§ Verilen Metin
__________________________________________________

Fransa olayları tüm bunların vitrini oldu kuşkusuz...Sanatın masumiyetle zekayı birleştiren en popüler türlerinin başında gelenine, karikatür ve onun temsil ettiği mizaha yapılan amansız suikast, uygar dünyanın büyük bölümünü biraraya getirdi. Özellikle o yürüyüş, sonradan çok farklı ve çelişkili biçimlerde yorumlansa da, yapıldığı anda çok önemliydi. Biraraya gelmesi mümkün olmayan liderleri ve kurumları birleştirdiği için...Şimdi ister Netanyahu hangi hakla oradaydı densin, ister John Kerry’nin kişiliğinde ABD yokluğu için geç kalmış bir özür dilesin, isterse Davutoğlu oraya katılışını inkar eder biçimde hoşgörüsüz ve kışkırtıcı davransın...
Ve isterse dünyada gerçek inanç sahiplerini temsil eden lider din adamları, Papa’dan sayın Fethullah Gülen’e, o karikatürleri eleştirmede ve özgürlüklerin sınırlarını çizmede birleşsin...O fotoğraf hep orada, öyle kalacak...
O karikatürleri kendi adıma ben de onaylamadım. Dine ve inananlara olan büyük saygım nedeniyle...Ama onların çizilmesine de, alınıp kullanılmasına da karşı çıkamam, çıkmıyorum. Çünkü özgürlük kavramı bir bütündür, bir yanını alıp öbür yanını yasaklamak kolay değildir. Dine hakaret deniyor. Ama ben ve benim gibi bakanlar, o karikatürlerde bir hakaret bulmadık. Çizdiği kapaktan sonra gözyaşlarına boğulan o genç adamın tüm ruh masumiyetini taşıyordu onlar...Ve sonuç olarak görmesini bilen için, ne İslam’a, ne de herhangi bir dine hiç inanmayanların elinden çıkmış bile olsa, inanç denen şeye ve de İslam dinine o eli kanlı katillerden daha çok hizmet ediyordu. En azından, onların ettiği kötülüğü etmiyordu.
Ama o çizgileri onaylamasam da, örneğin onları basan Cumhuriyet gazetesini de eleştirmem, Tersine, cesaretlerini takdir ederim. Paris’in göbeğinde 12 kişiyi öldüren bir terör çetesi sınır filan tanımadan tüm ülkeleri dolaşırken, bunu yapmak cesaret isterdi. Bunu yapanlar elbette camide müslümanlarla birlikte halıya çömelen Alman cumhurbaşkanı, “Ben şansölye olarak Almanya’daki Müslümanları korumam altına alıyorum” diyen Angela Merkel, “Müslüman karşıdı eylemler ciddi biçimde cezalandırılmalıdır” diyen François Hollande gibi sorumlu devlet adamlarıyla ayni fikir yapısı içindeydiler.
Ve de aslında o karikatürlere elbette karşı olan, olması da gereken ZAMAN gazetesi de “Kutsala saygı ve basın özgürlüğü” yazısında, Cumhuriyet’e bu vesileyle yapılan baskıyı eleştirdi. (15 Ocak). Mutlaka basın tarihimize geçecek bir yazı..

__________________________________________________

(Kutu etiketleme veri kümesinden alınmış satırlar)
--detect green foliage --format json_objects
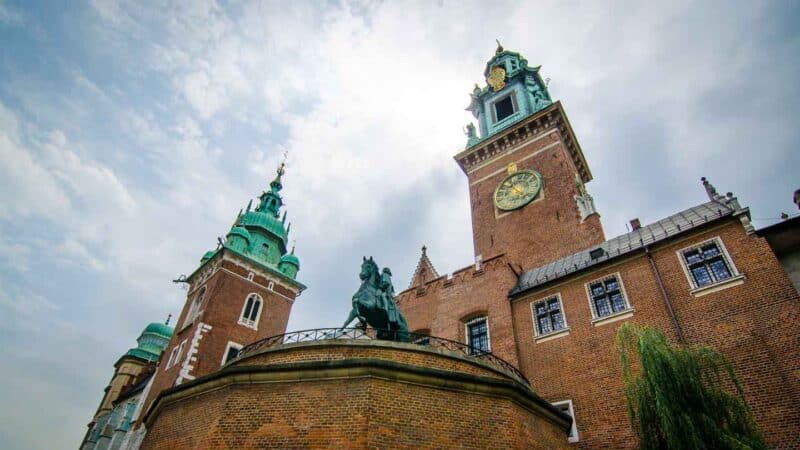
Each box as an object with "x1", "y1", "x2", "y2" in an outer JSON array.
[{"x1": 617, "y1": 323, "x2": 767, "y2": 450}]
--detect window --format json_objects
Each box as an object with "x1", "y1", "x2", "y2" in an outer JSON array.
[
  {"x1": 411, "y1": 329, "x2": 431, "y2": 345},
  {"x1": 181, "y1": 286, "x2": 206, "y2": 329},
  {"x1": 531, "y1": 295, "x2": 567, "y2": 336},
  {"x1": 221, "y1": 341, "x2": 242, "y2": 366},
  {"x1": 466, "y1": 317, "x2": 491, "y2": 355},
  {"x1": 239, "y1": 294, "x2": 262, "y2": 330},
  {"x1": 494, "y1": 95, "x2": 515, "y2": 122},
  {"x1": 588, "y1": 275, "x2": 629, "y2": 319},
  {"x1": 553, "y1": 400, "x2": 580, "y2": 442},
  {"x1": 680, "y1": 238, "x2": 738, "y2": 288}
]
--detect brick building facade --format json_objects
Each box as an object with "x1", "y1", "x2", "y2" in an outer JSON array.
[
  {"x1": 84, "y1": 43, "x2": 800, "y2": 449},
  {"x1": 397, "y1": 44, "x2": 800, "y2": 448}
]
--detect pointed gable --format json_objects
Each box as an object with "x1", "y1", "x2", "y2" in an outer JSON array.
[{"x1": 408, "y1": 245, "x2": 439, "y2": 288}]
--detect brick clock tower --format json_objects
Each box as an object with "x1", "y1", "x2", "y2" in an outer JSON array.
[
  {"x1": 455, "y1": 45, "x2": 605, "y2": 270},
  {"x1": 139, "y1": 164, "x2": 305, "y2": 411}
]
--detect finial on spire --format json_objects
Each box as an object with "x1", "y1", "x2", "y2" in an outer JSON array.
[{"x1": 700, "y1": 177, "x2": 720, "y2": 200}]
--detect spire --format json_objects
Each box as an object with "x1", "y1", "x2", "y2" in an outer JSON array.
[
  {"x1": 409, "y1": 245, "x2": 439, "y2": 287},
  {"x1": 256, "y1": 159, "x2": 286, "y2": 217}
]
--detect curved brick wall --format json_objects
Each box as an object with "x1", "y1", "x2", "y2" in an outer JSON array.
[{"x1": 141, "y1": 341, "x2": 569, "y2": 449}]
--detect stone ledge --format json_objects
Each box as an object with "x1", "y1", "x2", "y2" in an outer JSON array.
[
  {"x1": 142, "y1": 359, "x2": 572, "y2": 430},
  {"x1": 234, "y1": 339, "x2": 528, "y2": 384}
]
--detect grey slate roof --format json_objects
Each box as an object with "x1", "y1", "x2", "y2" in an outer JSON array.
[{"x1": 508, "y1": 200, "x2": 740, "y2": 296}]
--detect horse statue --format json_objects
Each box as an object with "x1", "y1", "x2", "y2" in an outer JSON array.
[{"x1": 342, "y1": 256, "x2": 408, "y2": 341}]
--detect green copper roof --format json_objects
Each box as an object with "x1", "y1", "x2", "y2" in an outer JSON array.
[
  {"x1": 281, "y1": 253, "x2": 300, "y2": 267},
  {"x1": 201, "y1": 158, "x2": 300, "y2": 280},
  {"x1": 125, "y1": 322, "x2": 173, "y2": 362},
  {"x1": 200, "y1": 250, "x2": 217, "y2": 263},
  {"x1": 226, "y1": 226, "x2": 250, "y2": 241},
  {"x1": 142, "y1": 322, "x2": 173, "y2": 339}
]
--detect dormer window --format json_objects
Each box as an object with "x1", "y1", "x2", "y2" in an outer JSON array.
[{"x1": 492, "y1": 92, "x2": 517, "y2": 123}]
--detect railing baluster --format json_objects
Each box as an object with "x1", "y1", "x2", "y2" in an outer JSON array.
[{"x1": 227, "y1": 328, "x2": 530, "y2": 384}]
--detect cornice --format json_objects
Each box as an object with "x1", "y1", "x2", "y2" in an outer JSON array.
[{"x1": 453, "y1": 101, "x2": 592, "y2": 183}]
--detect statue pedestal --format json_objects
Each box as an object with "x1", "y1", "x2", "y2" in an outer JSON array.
[{"x1": 141, "y1": 339, "x2": 570, "y2": 449}]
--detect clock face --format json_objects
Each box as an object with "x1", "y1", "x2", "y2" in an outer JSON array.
[
  {"x1": 494, "y1": 170, "x2": 542, "y2": 211},
  {"x1": 486, "y1": 66, "x2": 506, "y2": 92}
]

__________________________________________________

§ Yapılacak İşler
**a.** Lütfen kayıtların "--detect dormer window --format json_objects" ifadesini içeren satırla açılıp kayıtların sonuyla kapanan bölümünü, iki uç da dahil olmak üzere, her satıra bir dize düşecek biçimde bir JSON listesi olarak verin; boş satırları dışarıda bırakın.
**b.** Karikatürler ve özgürlük üzerine yazıyı, son cümlesinden sonra gelecek biçimde devam ettirin.
Metin ile kayıtlar birbirinden bağımsız iki ayrı malzemedir.

§ Yazılı Yanıtlar
**a.**
[
  "--detect dormer window --format json_objects",
  "Each box as an object with \"x1\", \"y1\", \"x2\", \"y2\" in an outer JSON array.",
  "[{\"x1\": 492, \"y1\": 92, \"x2\": 517, \"y2\": 123}]",
  "--detect railing baluster --format json_objects",
  "Each box as an object with \"x1\", \"y1\", \"x2\", \"y2\" in an outer JSON array.",
  "[{\"x1\": 227, \"y1\": 328, \"x2\": 530, \"y2\": 384}]",
  "--detect cornice --format json_objects",
  "Each box as an object with \"x1\", \"y1\", \"x2\", \"y2\" in an outer JSON array.",
  "[{\"x1\": 453, \"y1\": 101, \"x2\": 592, \"y2\": 183}]",
  "--detect statue pedestal --format json_objects",
  "Each box as an object with \"x1\", \"y1\", \"x2\", \"y2\" in an outer JSON array.",
  "[{\"x1\": 141, \"y1\": 339, \"x2\": 570, \"y2\": 449}]",
  "--detect clock face --format json_objects",
  "Each box as an object with \"x1\", \"y1\", \"x2\", \"y2\" in an outer JSON array.",
  "[",
  "  {\"x1\": 494, \"y1\": 170, \"x2\": 542, \"y2\": 211},",
  "  {\"x1\": 486, \"y1\": 66, \"x2\": 506, \"y2\": 92}",
  "]"
]

**b.**
Peki, ya bizim sorumlu büyüklerimiz ne yaptılar? Devletin tepesinde oturan ve her gün, devleti oluşturan bir başka kurumla hesaplaşma içinde olan zat, Anayasa Mahkemesi, Danıştay, Yargıtay, TÜSİAD vb. kurumlar sanki Türkiye’nin değil de faraza İsveç’in ya da İsrail’in kurumlarıymış gibi her gün birine haddini bildiren o büyük siyaset adamı, bu kez Cumhuriyet’i açıkça hedef gösterdi. Ardından ayni şeyi başbakan yaveri de yaptı. Buyrun burdan yakın!...Acaba Cumhuriyet ve Cumhuriyetçilere birşey olursa, yasal sorumlulukları olmayacak mı?
Şu politik hengame içinde, sanatçılarımızı unutmayalım!...Son tahlilde sanat her durumda koşup sığınacağımız son limandır çünkü!...
Nazım Hikmet, 113. doğum yıldönümünde anılıyor. Özellikle onun dizeleri üzerine yapılmış besteler konserine gitmeyi çok istiyordum, başaramadım. Nazım’a hep ihtiyacımız var, dönüp dönüp okumayı ihmal etmeyelim!...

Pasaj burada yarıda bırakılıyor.